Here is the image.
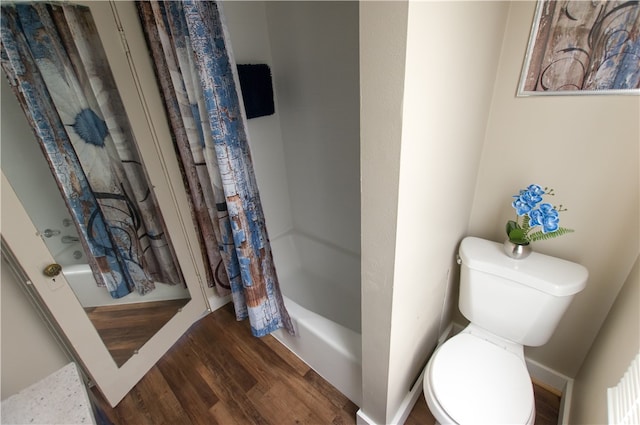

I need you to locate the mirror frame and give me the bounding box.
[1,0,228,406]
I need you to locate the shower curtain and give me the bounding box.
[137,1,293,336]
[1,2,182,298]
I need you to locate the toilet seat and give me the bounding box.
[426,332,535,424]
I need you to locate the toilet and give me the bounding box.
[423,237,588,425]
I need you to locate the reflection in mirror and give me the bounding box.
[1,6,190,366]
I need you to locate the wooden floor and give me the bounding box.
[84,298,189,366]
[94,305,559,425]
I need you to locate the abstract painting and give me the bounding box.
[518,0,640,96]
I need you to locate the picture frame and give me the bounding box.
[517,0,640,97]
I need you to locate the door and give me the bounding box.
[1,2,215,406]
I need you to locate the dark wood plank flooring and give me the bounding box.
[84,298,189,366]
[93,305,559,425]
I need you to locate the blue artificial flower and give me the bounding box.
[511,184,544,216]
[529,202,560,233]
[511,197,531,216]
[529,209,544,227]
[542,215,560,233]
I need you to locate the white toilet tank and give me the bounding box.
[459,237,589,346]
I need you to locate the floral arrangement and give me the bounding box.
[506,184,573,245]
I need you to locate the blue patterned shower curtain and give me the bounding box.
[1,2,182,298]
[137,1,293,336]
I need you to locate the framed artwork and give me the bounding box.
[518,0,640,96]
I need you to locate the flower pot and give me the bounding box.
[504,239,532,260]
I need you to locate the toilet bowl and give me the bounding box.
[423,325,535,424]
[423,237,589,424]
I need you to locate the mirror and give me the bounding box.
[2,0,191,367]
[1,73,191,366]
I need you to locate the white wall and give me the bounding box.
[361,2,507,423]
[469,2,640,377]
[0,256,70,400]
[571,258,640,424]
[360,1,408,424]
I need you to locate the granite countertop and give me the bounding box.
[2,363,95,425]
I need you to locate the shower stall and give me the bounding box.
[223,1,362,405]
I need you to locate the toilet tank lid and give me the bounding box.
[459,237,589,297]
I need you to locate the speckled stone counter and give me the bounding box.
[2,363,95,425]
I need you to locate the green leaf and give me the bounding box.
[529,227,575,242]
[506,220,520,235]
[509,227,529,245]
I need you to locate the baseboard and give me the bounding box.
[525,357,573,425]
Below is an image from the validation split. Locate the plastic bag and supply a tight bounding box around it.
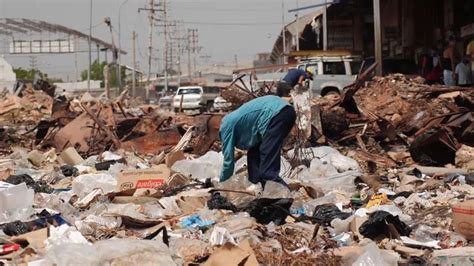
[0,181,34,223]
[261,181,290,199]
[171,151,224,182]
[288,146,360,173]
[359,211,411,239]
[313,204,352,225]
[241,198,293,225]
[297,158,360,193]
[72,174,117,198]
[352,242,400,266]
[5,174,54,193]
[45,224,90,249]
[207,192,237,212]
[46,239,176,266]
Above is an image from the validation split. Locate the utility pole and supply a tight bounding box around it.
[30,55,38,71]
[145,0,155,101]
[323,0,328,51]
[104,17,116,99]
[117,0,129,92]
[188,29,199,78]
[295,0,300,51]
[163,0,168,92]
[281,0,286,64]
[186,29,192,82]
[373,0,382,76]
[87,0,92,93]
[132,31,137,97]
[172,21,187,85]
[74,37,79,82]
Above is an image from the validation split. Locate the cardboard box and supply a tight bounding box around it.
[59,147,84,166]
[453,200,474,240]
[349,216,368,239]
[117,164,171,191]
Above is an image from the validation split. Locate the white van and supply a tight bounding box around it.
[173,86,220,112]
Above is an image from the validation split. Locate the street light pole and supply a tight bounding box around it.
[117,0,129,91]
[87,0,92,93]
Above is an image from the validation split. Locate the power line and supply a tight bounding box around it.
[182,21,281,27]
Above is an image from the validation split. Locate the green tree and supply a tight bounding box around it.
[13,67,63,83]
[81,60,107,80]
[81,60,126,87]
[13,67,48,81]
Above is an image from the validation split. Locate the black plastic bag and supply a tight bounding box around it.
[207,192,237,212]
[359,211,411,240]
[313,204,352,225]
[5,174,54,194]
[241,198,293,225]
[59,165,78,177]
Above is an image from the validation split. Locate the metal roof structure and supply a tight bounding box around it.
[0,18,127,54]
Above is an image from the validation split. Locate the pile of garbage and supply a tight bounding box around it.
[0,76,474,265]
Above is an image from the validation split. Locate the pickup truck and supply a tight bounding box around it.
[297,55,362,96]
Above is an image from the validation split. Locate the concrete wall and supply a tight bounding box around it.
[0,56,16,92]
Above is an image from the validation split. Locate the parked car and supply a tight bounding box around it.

## What you have to do:
Return every line of the records above verbatim, from first to last, leaving out the pictures.

## Solution to this task:
Here is the image.

I need you to locate the mirror frame and give me the bounding box.
[1,0,228,406]
I need you to locate the shower curtain and give me the bounding box.
[137,1,293,336]
[1,2,182,298]
I need you to locate the toilet seat and give me the bounding box.
[426,332,535,424]
I need you to locate the toilet and give me the bounding box.
[423,237,588,425]
I need you to locate the reflection in mirror and give me the bounding box.
[1,6,190,366]
I need you to locate the wooden floor and give me the bounding box.
[84,298,189,366]
[94,305,559,425]
I need you to locate the abstract painting and give me the bounding box.
[518,0,640,96]
I need you to locate the picture frame and give me the bounding box.
[517,0,640,97]
I need you to locate the door and give me the bounding box.
[1,2,215,406]
I need you to locate the dark wood plank flooring and give me the bounding box.
[84,298,189,366]
[93,305,559,425]
I need you to locate the blue artificial flower and give me the bounding box.
[511,184,544,216]
[529,202,560,233]
[511,197,531,216]
[529,209,544,227]
[542,215,560,233]
I need you to locate the white toilet tank and give me the bounding box.
[459,237,589,346]
I need you to locate the floral arrangement and give me the bounding box.
[506,184,573,245]
I need you to locate the blue patterned shower curtain and give me the bounding box.
[1,2,182,298]
[137,1,293,336]
I need you to locate the framed artwork and give me the bounding box.
[518,0,640,96]
I need you to locate the flower pot and give me the bounding box.
[504,239,532,260]
I need you to locate the toilet bowl and give me the bounding box.
[423,325,535,424]
[423,237,589,424]
I need you to locate the mirror and give me the bounding box.
[2,0,191,367]
[1,73,191,366]
I need you to locate the white wall and give me the bounding box.
[361,2,507,423]
[469,2,640,377]
[0,256,70,400]
[571,258,640,424]
[360,1,408,424]
I need you to locate the granite countertop and give me the bounding box.
[2,363,95,425]
I need you to locate the shower stall and give me the bounding box.
[223,1,362,405]
I need you to locate the toilet tank lid and give me the bounding box.
[459,237,589,297]
I need you to locate the speckled stone counter and give me the bounding box.
[2,363,95,425]
I need you to locate the green leaf and give me the bounding box.
[529,227,575,242]
[506,220,520,235]
[509,227,529,245]
I need you to locate the baseboard and give me the bounding box.
[525,357,573,425]
Below is an image from the validation split. Locate the plastic bag and supply a tight bounding box around it.
[0,181,34,223]
[261,181,290,199]
[171,151,224,182]
[288,146,360,173]
[359,211,411,239]
[313,204,352,225]
[241,198,293,225]
[297,158,360,193]
[72,174,117,198]
[352,242,400,266]
[5,174,54,193]
[45,224,90,249]
[207,192,237,212]
[46,239,176,266]
Above is an image from the validation split. Locate the utility pole and supply a tight bounding box around it.
[30,55,38,71]
[145,0,155,101]
[323,0,328,51]
[104,17,116,99]
[117,0,129,92]
[188,29,199,78]
[295,0,300,51]
[163,0,168,92]
[281,0,286,64]
[186,29,192,82]
[373,0,382,76]
[87,0,92,93]
[132,31,137,97]
[172,21,187,85]
[74,37,79,82]
Above is an image from the validation split. Locate the cardboard box and supply a tight bounding box around it.
[59,147,84,166]
[453,200,474,240]
[349,216,368,239]
[117,164,171,191]
Above is an image from the validation split. Locate the white van and supply a tight bounding box around it.
[173,86,220,112]
Above is an image from the validation split. Locate the street light pole and supply a tight bounding box around it.
[117,0,129,91]
[87,0,92,93]
Above is an image from the validation split. Locate the power line and supply a tight bounding box around it.
[182,21,281,27]
Above is an image from the validation split. Locate the green tree and supply a tight bounding box around it.
[13,67,63,83]
[81,60,107,80]
[81,60,126,87]
[13,67,48,81]
Above is an image from the validation split. Locate the black plastic bag and supply a tight bounding box around it.
[207,192,237,212]
[359,211,411,240]
[313,204,352,225]
[5,174,54,194]
[241,198,293,225]
[59,165,78,177]
Above is an image from the validation split. Locate the metal roof structure and supply a tight bounding box around it.
[0,18,127,54]
Above is an image from the validation split. Locate the pile of garbage and supply a tight bounding box around it.
[0,76,474,265]
Above is an image from the validation split. Locate the pickup truck and supply a tight bounding box around it.
[297,55,362,96]
Above is an image from the validation split. Locate the concrete wall and supply a tight bounding box around it.
[0,56,16,92]
Above is an image from the validation split. Locate the parked car and supply a tight bounding box around it.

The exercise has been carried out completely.